• Your goal
Copy out each line exactly; pictures stay out of the copy.

Location identification entries:
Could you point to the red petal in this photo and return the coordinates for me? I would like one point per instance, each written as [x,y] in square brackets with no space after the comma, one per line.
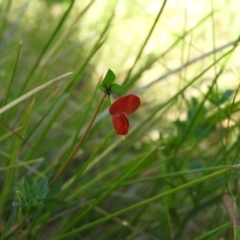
[126,104]
[121,124]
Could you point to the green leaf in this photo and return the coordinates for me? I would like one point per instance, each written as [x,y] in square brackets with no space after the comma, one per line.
[28,191]
[56,188]
[53,204]
[116,88]
[34,213]
[17,204]
[109,78]
[102,87]
[35,189]
[43,187]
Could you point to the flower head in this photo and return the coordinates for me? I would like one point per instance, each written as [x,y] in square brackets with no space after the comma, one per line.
[120,108]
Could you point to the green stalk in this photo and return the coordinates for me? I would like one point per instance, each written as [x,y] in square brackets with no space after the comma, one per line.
[71,156]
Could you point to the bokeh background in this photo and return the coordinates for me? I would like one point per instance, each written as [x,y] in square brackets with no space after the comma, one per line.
[186,127]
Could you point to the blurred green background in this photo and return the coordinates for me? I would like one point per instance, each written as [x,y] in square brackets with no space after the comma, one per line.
[181,58]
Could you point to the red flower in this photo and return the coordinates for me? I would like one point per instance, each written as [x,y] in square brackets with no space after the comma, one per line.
[120,108]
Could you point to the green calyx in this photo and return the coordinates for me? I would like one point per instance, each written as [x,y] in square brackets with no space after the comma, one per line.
[108,86]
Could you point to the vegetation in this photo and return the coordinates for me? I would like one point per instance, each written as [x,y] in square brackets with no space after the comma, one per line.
[65,173]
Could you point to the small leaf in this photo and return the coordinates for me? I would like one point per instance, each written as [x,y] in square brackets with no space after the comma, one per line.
[56,188]
[17,204]
[35,189]
[34,213]
[109,78]
[102,87]
[28,191]
[53,204]
[43,187]
[116,88]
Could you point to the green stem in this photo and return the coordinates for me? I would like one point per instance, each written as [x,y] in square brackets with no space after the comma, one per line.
[71,156]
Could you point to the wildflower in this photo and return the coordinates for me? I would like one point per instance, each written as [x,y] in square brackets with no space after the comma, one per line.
[120,108]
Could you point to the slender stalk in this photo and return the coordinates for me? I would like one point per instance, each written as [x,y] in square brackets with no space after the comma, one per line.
[71,156]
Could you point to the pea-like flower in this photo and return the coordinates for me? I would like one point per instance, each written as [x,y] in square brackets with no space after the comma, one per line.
[120,108]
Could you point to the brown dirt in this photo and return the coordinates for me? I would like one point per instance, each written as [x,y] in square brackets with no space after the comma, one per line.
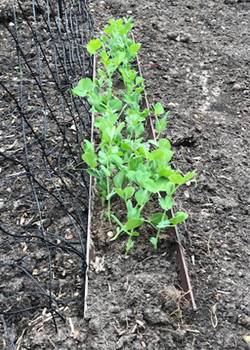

• Complete answer
Could you point to the red petal in this photo and return the coordinates for me? I would like one point per instance, each written as [x,y] in square brackets with no space after the comma, one per line.
[126,104]
[121,124]
Could you point to the green leaf in this photo and return the coordinates for me? I would like one point per instance, each written as [x,y] in square brackets with no space after the comma, one per line.
[28,191]
[56,188]
[53,204]
[116,88]
[34,213]
[17,204]
[109,78]
[102,87]
[35,189]
[43,187]
Could you point to the flower head in this photo and return the coordinates for me? I would like one point per instance, each written as [x,y] in square brackets with no space after the comma, one per line.
[120,108]
Could you point to the green stalk in this photo and return the coordinates for me? I would like one point per instance, each written as [x,y] in square brackets with no space after the comma, one per line.
[71,156]
Could you point to the bokeh background in this photo and return the coordinates for me? I would like one point per instance, each written as [x,y] in square brackets with no space after the comma, one per line.
[186,127]
Could you point to the blurred green background in this photo and return the coordinates for me? I would like one point per instance, each written as [x,y] in square brackets with no space after the comma, one per line.
[181,58]
Could you point to the red flower in this photo and return the coordinates for me? I would like one point per instance, each written as [x,y] in square brackets with no space after the comma, one per line.
[120,108]
Could you point to the green calyx in this photo and return the coordinates for me? I would like one point per instance, each written as [x,y] in square brackets with no space after the comma, one per line.
[108,86]
Could you point to the vegetation in this photo and return the coordinates for me? I would like one point per instance, each written as [x,y] in square brackets with no space after the comma, one per line.
[65,173]
Could you point to the small leaf in this photo and return the coordinates for me? I would like one point per instance, each written as [x,y] in square brackets with no space after the comma, one per line.
[56,188]
[17,204]
[35,189]
[34,213]
[109,78]
[102,87]
[28,191]
[53,204]
[43,187]
[116,88]
Could you point to the green stem in this photo and return the coordinates for me? I would like one point per instance, each written as [x,y] in square brackets with no space after the comma, one per line.
[71,156]
Could you point to the wildflower in this photo and return the coordinates for me? I would like one point per instance, each written as [x,y] in square brackets with no space after the comma, one per line.
[120,108]
Could you point to the slender stalk in this photo and return the coordinates for me? I would like one point per instance, each written as [x,y] in square brackets with no space after the comma, one per line.
[71,156]
Could you point to the pea-like flower in this photo and return the coordinates for me? I would like one point per instance, each written as [x,y] in square brackets with no space after the comma, one per line.
[120,108]
Could you point to the brown dirt in this photo and return the coordinates for me? I would like one point per instance, each written as [x,y] in square brackets with no space after the comma, one per line.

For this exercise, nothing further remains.